Would you please copy only the lines from the line that contains "of the trailer" to the end of the data below, exactly, leaving every picture out?

▼

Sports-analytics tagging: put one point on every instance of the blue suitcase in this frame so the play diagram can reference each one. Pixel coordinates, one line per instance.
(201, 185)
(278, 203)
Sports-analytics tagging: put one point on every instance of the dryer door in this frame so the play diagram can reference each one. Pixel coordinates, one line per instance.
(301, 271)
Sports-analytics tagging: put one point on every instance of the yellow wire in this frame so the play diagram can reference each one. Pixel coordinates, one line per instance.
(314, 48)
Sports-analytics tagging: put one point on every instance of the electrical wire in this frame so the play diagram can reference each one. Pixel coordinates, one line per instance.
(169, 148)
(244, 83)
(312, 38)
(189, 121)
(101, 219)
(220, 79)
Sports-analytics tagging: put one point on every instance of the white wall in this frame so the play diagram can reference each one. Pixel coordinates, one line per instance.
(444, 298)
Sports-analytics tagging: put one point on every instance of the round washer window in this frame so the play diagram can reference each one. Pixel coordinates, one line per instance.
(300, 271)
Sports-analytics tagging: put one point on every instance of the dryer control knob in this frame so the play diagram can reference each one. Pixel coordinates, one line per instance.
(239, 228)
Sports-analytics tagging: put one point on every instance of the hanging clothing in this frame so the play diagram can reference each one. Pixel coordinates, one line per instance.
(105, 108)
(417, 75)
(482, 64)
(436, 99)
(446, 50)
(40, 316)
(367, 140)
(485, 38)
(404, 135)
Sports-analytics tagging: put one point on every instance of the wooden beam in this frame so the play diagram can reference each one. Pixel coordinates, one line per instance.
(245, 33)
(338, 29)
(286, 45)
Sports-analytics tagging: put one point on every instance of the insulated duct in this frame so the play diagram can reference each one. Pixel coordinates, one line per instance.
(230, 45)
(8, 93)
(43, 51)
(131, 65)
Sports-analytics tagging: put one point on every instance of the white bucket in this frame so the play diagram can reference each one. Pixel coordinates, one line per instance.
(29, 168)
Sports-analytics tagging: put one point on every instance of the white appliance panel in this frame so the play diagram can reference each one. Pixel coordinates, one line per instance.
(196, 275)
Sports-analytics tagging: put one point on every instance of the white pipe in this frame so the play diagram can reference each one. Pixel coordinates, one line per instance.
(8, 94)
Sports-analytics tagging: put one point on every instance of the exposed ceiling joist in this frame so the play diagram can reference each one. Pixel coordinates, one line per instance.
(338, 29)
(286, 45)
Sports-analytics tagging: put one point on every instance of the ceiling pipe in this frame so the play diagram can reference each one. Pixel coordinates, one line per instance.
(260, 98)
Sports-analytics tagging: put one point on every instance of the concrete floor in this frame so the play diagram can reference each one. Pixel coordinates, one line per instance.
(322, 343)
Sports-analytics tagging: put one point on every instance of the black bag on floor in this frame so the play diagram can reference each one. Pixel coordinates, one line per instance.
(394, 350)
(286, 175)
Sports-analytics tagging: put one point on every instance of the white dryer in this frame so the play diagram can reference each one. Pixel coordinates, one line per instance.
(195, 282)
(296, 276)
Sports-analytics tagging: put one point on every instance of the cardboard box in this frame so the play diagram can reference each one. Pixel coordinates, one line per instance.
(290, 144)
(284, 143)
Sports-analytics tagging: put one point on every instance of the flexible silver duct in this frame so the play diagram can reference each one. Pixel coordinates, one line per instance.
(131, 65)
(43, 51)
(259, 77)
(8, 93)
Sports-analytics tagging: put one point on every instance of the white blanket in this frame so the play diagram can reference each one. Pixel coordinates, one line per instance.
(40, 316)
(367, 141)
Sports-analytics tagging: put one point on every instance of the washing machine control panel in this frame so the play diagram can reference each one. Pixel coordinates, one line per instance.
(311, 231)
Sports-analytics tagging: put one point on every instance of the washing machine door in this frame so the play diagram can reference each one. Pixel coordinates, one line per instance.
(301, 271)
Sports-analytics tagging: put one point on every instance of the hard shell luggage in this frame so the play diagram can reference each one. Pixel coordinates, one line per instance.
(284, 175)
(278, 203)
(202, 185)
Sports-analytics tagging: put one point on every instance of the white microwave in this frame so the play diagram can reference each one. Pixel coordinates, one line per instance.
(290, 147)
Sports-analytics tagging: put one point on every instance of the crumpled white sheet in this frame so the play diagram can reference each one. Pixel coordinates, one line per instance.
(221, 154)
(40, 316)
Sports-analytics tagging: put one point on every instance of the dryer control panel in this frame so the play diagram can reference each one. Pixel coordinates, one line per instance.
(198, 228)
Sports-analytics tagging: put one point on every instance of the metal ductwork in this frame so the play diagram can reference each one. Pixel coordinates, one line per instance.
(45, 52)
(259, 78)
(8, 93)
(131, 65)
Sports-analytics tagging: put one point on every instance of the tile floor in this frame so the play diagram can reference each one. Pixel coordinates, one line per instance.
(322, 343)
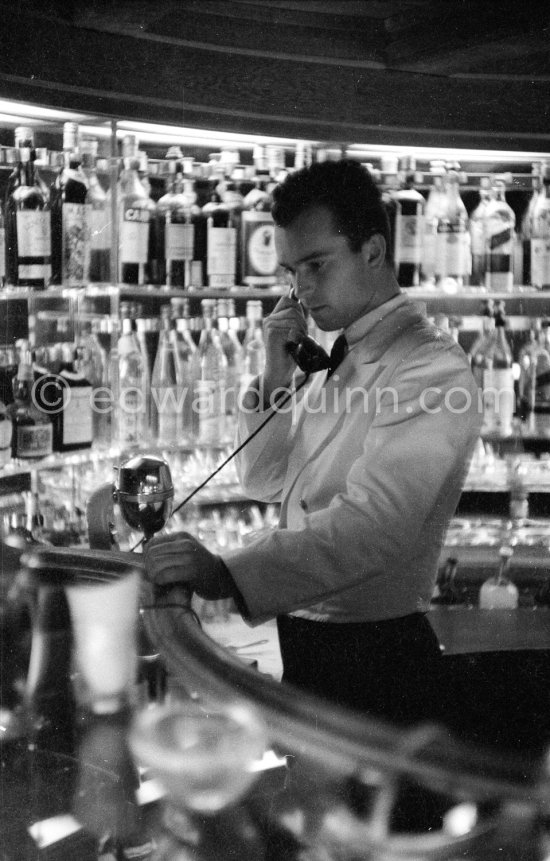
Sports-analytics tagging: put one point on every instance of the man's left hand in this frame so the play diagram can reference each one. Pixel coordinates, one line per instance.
(179, 559)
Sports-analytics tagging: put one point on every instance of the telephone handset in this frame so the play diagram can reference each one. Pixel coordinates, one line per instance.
(306, 352)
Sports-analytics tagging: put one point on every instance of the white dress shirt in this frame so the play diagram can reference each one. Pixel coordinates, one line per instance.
(368, 467)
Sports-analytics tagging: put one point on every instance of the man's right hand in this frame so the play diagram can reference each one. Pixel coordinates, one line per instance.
(286, 323)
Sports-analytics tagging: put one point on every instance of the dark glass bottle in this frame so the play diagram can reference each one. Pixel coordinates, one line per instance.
(32, 431)
(28, 230)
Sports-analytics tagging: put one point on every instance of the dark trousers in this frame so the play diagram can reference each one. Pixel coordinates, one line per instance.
(386, 669)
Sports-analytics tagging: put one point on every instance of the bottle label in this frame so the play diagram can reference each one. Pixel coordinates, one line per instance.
(77, 415)
(179, 241)
(540, 262)
(408, 238)
(259, 258)
(34, 440)
(33, 233)
(134, 236)
(498, 400)
(2, 252)
(76, 244)
(100, 229)
(453, 249)
(221, 256)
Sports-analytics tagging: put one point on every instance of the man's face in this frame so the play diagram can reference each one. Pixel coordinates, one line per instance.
(334, 283)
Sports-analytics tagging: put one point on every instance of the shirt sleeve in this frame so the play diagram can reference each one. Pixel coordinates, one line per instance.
(413, 453)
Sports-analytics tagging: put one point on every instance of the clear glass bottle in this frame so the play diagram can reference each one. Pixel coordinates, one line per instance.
(166, 386)
(189, 374)
(99, 216)
(453, 257)
(131, 390)
(28, 225)
(498, 382)
(540, 235)
(212, 384)
(253, 343)
(501, 237)
(432, 213)
(478, 234)
(32, 430)
(409, 227)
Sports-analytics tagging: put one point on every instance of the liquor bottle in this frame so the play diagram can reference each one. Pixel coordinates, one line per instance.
(69, 216)
(221, 243)
(526, 229)
(234, 354)
(453, 258)
(478, 234)
(189, 373)
(32, 430)
(501, 237)
(259, 265)
(136, 211)
(131, 395)
(409, 227)
(253, 344)
(99, 216)
(498, 592)
(432, 214)
(5, 436)
(498, 382)
(28, 227)
(212, 384)
(72, 418)
(166, 386)
(540, 235)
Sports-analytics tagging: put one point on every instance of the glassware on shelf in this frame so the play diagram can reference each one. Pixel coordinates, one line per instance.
(498, 592)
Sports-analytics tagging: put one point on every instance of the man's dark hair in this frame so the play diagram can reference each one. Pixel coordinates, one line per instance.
(346, 188)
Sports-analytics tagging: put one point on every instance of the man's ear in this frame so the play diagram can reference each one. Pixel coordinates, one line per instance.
(374, 251)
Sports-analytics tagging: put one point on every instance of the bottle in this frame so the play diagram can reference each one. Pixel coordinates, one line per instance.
(99, 216)
(498, 592)
(498, 382)
(72, 417)
(212, 383)
(409, 227)
(234, 355)
(258, 256)
(188, 374)
(131, 395)
(166, 386)
(71, 245)
(540, 235)
(221, 243)
(501, 237)
(253, 344)
(432, 213)
(32, 430)
(91, 362)
(453, 258)
(136, 211)
(28, 227)
(523, 245)
(5, 436)
(478, 234)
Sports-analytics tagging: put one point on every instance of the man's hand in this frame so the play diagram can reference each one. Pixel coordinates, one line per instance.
(180, 560)
(285, 323)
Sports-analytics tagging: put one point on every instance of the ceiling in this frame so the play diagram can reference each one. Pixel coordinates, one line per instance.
(448, 73)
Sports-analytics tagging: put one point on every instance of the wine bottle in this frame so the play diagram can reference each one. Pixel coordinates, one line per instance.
(28, 228)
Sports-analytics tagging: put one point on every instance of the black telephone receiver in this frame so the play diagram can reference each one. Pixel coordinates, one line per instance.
(306, 352)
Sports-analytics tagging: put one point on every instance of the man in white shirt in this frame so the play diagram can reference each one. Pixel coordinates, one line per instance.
(367, 460)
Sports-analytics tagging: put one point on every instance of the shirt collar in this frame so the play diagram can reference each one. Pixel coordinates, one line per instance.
(357, 330)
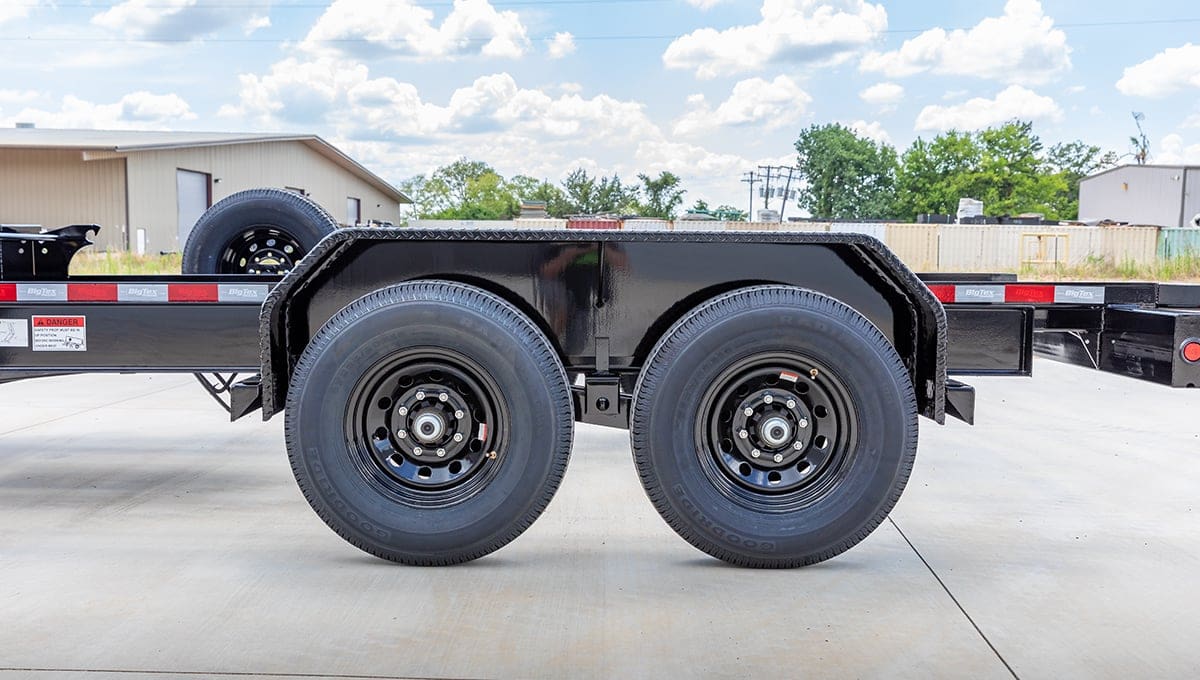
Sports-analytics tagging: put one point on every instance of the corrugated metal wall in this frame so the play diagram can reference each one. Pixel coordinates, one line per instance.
(1192, 199)
(1139, 194)
(1007, 247)
(151, 179)
(916, 245)
(58, 187)
(1179, 242)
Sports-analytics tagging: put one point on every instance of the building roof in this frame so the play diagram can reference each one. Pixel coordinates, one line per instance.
(131, 142)
(1128, 166)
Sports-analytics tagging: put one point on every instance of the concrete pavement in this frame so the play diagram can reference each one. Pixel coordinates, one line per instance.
(142, 533)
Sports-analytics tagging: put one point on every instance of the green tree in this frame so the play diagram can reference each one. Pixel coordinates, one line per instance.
(1013, 172)
(934, 175)
(525, 187)
(663, 196)
(730, 214)
(845, 175)
(1006, 167)
(463, 190)
(585, 194)
(415, 188)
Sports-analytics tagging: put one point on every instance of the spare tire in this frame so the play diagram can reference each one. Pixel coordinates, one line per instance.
(263, 232)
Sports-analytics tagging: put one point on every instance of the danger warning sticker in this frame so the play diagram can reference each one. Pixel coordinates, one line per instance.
(13, 332)
(60, 334)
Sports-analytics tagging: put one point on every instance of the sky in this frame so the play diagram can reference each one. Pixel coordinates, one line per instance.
(706, 89)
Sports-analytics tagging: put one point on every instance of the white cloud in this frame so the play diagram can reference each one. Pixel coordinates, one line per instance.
(18, 96)
(393, 128)
(256, 23)
(562, 46)
(406, 29)
(10, 11)
(136, 110)
(768, 104)
(1165, 73)
(883, 95)
(1014, 102)
(791, 31)
(1173, 151)
(168, 19)
(1021, 46)
(873, 131)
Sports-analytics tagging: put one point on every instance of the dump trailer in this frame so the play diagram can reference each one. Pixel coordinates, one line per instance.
(430, 379)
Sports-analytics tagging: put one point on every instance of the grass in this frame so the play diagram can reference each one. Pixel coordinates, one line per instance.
(1181, 269)
(112, 263)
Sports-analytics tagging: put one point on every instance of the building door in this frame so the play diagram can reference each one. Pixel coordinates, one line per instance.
(193, 196)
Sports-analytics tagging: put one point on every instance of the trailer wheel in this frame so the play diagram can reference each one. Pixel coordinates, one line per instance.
(429, 423)
(261, 232)
(774, 427)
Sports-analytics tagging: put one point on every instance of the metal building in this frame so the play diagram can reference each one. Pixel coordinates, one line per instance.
(148, 188)
(1161, 196)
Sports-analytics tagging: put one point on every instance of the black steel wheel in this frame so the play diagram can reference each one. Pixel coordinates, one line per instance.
(261, 248)
(256, 232)
(774, 427)
(429, 423)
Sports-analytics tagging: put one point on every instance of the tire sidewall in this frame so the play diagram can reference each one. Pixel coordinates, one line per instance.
(231, 217)
(870, 480)
(498, 510)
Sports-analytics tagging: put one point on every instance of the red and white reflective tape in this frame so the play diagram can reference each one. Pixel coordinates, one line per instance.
(1018, 293)
(135, 293)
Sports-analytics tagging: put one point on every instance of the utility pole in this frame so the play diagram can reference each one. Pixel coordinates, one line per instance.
(750, 179)
(767, 193)
(780, 173)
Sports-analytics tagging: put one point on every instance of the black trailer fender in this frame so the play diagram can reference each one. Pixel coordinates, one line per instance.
(605, 298)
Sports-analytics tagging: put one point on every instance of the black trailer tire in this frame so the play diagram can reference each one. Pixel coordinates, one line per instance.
(773, 498)
(450, 359)
(263, 230)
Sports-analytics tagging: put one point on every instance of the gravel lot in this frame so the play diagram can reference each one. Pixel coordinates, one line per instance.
(1060, 537)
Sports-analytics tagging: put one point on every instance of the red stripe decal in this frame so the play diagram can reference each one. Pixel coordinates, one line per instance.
(1042, 294)
(192, 293)
(91, 292)
(943, 293)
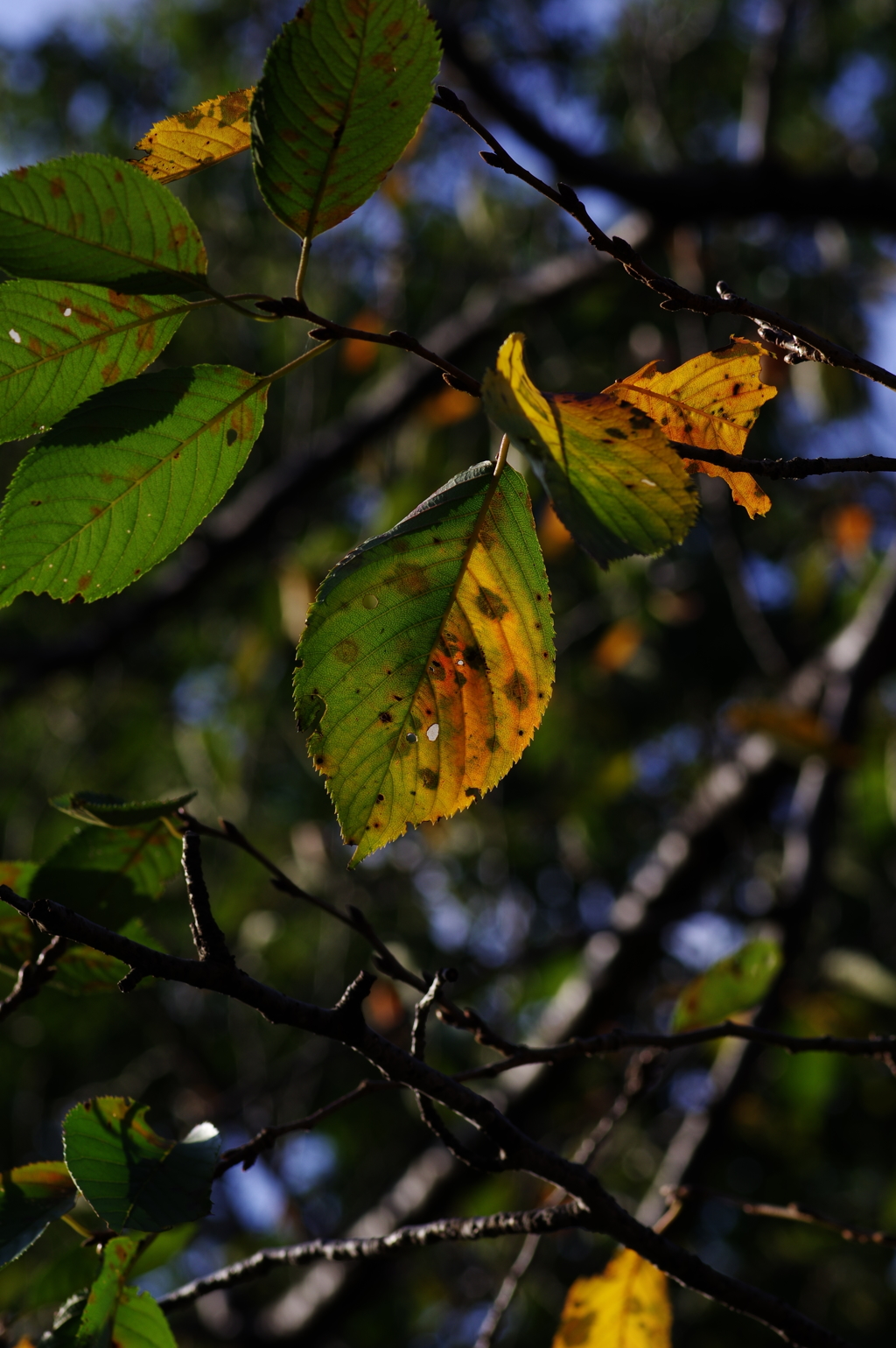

▲

Result below:
Sports-analytics tagging: put one point on every instance of the trailer wheel in this frame so the play diagram can reference each one. Pixel coordinates, one line per instance.
(429, 423)
(261, 232)
(774, 427)
Sports-analytics tagging: put one point on every instance of the metal building in this frame so the play diagram can reference each one. Pixel coordinates, one line per instance.
(148, 188)
(1161, 196)
Sports-analytics tagging: put one point on every instance of the black steel wheel in this frame so the play diagram can reference each one. Pixel coordinates, one line per instance.
(261, 248)
(256, 232)
(774, 427)
(429, 423)
Sports-analytics tagging: put one point on every instance of the tire sidewall in this frame so the play diagram can reference each one. Pixel coordinates, one line per instance.
(231, 217)
(870, 480)
(498, 510)
Sports-analytics tagging: put one point on every instance of the red and white reflective tape in this frame so the play diagram can reference each one. Pixel coordinates, one line per instance.
(1018, 293)
(135, 293)
Sports-analytics tagging: put one point on every instance of the utility pole in this frame so the play diagram can reference each one. Pixel coordinates, one line per instance.
(750, 179)
(767, 193)
(780, 173)
Sports-analytics tagging: put one point on every instance of the black trailer fender in this frame so the play diagram can reference each one. Pixel coordinates, one line per instance.
(605, 298)
Sports-analytics tagging: put one point on every instance of the black trailer tire in this frame so the play diagram can reference each one. Pixel coordinates, one line per instance.
(773, 498)
(450, 359)
(263, 230)
Sports-analytics tagging: put one point on every instance of the gravel lot in this frame so the play diagram can reference each one. Pixel coordinates, one line per instance.
(1060, 537)
Sports-analytics tagging: put one point on every instance of the red stripe decal in this frame so the play diagram can reference each one. Pixel coordinates, one line per instance.
(1042, 294)
(192, 293)
(91, 292)
(943, 293)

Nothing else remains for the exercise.